EXTRACTED ENTRIES:
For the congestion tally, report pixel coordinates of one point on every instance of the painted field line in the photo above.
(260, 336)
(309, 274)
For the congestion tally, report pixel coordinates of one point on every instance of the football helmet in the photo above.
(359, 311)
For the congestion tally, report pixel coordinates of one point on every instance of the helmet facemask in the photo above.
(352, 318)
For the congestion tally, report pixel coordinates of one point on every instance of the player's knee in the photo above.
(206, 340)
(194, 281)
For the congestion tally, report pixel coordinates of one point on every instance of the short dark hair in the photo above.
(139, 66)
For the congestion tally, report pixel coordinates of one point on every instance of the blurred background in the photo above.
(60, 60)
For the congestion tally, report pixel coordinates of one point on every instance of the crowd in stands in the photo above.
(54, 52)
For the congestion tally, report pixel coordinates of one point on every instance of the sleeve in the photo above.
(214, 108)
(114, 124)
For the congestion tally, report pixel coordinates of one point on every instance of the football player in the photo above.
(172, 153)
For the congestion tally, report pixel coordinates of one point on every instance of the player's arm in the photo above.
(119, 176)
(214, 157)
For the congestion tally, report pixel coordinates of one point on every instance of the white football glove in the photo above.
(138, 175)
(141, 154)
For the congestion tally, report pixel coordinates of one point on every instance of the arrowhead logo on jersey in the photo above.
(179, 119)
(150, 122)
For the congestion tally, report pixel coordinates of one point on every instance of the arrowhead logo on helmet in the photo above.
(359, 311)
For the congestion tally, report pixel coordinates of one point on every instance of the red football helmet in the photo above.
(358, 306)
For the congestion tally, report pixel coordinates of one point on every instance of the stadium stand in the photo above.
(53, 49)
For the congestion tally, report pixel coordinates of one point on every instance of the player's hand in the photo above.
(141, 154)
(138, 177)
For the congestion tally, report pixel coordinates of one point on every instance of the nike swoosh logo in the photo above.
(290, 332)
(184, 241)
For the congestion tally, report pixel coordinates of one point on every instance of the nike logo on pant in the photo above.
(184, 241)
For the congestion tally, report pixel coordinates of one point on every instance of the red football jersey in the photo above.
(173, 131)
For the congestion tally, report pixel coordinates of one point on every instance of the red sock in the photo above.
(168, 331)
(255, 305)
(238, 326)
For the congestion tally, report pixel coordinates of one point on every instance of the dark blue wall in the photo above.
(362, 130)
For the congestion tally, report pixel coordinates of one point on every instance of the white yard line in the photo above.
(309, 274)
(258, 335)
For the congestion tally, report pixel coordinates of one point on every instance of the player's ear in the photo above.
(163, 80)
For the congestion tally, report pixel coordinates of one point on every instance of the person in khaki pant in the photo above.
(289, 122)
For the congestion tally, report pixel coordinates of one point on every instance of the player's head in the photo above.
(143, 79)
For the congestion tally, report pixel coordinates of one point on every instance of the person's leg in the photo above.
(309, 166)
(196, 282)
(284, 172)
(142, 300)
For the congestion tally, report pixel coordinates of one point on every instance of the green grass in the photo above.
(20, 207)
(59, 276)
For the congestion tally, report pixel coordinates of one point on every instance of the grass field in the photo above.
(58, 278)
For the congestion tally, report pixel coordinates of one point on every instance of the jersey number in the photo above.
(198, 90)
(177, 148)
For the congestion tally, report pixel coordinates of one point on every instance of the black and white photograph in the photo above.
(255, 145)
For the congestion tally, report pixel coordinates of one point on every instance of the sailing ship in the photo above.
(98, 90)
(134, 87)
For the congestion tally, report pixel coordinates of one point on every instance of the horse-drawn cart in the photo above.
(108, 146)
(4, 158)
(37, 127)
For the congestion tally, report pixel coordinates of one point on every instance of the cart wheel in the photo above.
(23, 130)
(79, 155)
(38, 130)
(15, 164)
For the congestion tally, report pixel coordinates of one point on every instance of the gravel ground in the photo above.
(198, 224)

WHAT YOU SHOULD DO: For every line in the material, write out an exact copy.

SOLUTION FOR THIS PROBLEM:
For the congestion tally, report pixel coordinates of one point on every instance of the painted field line in the photo above.
(260, 336)
(309, 274)
For the congestion tally, report pixel coordinates of one point on every instance of the football helmet in the photo above.
(359, 311)
For the congestion tally, report pixel coordinates of one point on every instance of the helmet facemask in the photo above.
(352, 318)
For the congestion tally, report pixel coordinates of one point on every instance of the player's knee in the photo above.
(206, 340)
(194, 281)
For the congestion tally, report pixel coordinates of one point on every instance of the short dark hair in the photo above.
(139, 66)
For the congestion tally, report pixel coordinates of one point on every instance of the blurred background in the photo above.
(60, 60)
For the congestion tally, report pixel coordinates of one point on every instance of the crowd in stands in the photo above.
(54, 52)
For the congestion tally, report pixel coordinates of one point on every instance of the sleeve in the photo above.
(214, 108)
(114, 124)
For the congestion tally, report pixel coordinates of one point on every instance of the football player in the photo above.
(172, 153)
For the congestion tally, report pixel coordinates of one point on every instance of the player's arm in the photo above.
(119, 176)
(214, 157)
For the congestion tally, report pixel coordinates of one point on every instance of the white football glove in the photo above.
(138, 175)
(141, 154)
For the congestion tally, report pixel coordinates of one point on every instance of the arrowhead logo on jersey in the photo above.
(179, 119)
(150, 122)
For the congestion tally, report pixel coordinates of one point on every instance of the arrowhead logo on helmet in the photo above.
(359, 311)
For the congestion tally, report pixel coordinates of one point on every instance of the red football helmet in the photo above.
(358, 306)
For the congestion tally, report pixel coordinates of one point on every instance of the stadium stand in the photo above.
(53, 49)
For the congestion tally, report pixel coordinates of one point on every instance of the player's hand in the photo above.
(141, 154)
(138, 177)
For the congestion tally, report pixel coordinates of one point on every instance of the nike swoosh logo in the photo above.
(290, 332)
(184, 241)
For the congestion tally, report pixel coordinates of one point on every instance of the nike logo on pant in the photo above.
(184, 241)
For the congestion tally, report pixel coordinates of one point on every instance of the red football jersey in the photo above.
(173, 131)
For the congestion tally, report pixel coordinates of one point on every instance of the red sock in the photo above.
(168, 331)
(255, 305)
(238, 326)
For the congestion tally, report pixel coordinates of one point on every instance of the dark blue wall in the photo above.
(362, 130)
For the congestion tally, report pixel coordinates of one point on every instance of the white yard line in the photo above.
(309, 274)
(258, 335)
For the congestion tally, report pixel coordinates of one point on every instance of the player's ear in the photo above.
(163, 80)
For the congestion tally, report pixel coordinates of one point on every instance of the person in khaki pant in the photo above.
(289, 122)
For the congestion tally, report pixel coordinates of one point on every instance of the player's head in the photo above.
(143, 79)
For the congestion tally, report pixel coordinates of one point on every instance of the person's leg in the photo above.
(309, 166)
(196, 282)
(284, 172)
(142, 300)
For the congestion tally, report pixel coordinates of one point on every instance of the green grass in the photo above.
(20, 207)
(59, 276)
For the congestion tally, report pixel coordinates of one point on every instance of the grass field in the photo above.
(58, 278)
For the congestion tally, report pixel coordinates of one point on every instance of the jersey number in the photo above.
(198, 90)
(177, 148)
For the congestion tally, report pixel coordinates of one point on every instance of the black and white photograph in the photo above.
(255, 145)
For the congestion tally, report pixel coordinates of one point on every instance of the sailing ship in the photo above.
(98, 90)
(134, 87)
For the congestion tally, report pixel coordinates of one point on every instance of the horse-drawn cart in the photo above.
(108, 146)
(4, 158)
(37, 127)
For the congestion tally, report pixel coordinates of one point on every instance of the cart wheel in the photo above.
(23, 130)
(79, 155)
(38, 130)
(15, 164)
For the congestion tally, report pixel coordinates of one point on every instance of the gravel ground in the photo above.
(198, 224)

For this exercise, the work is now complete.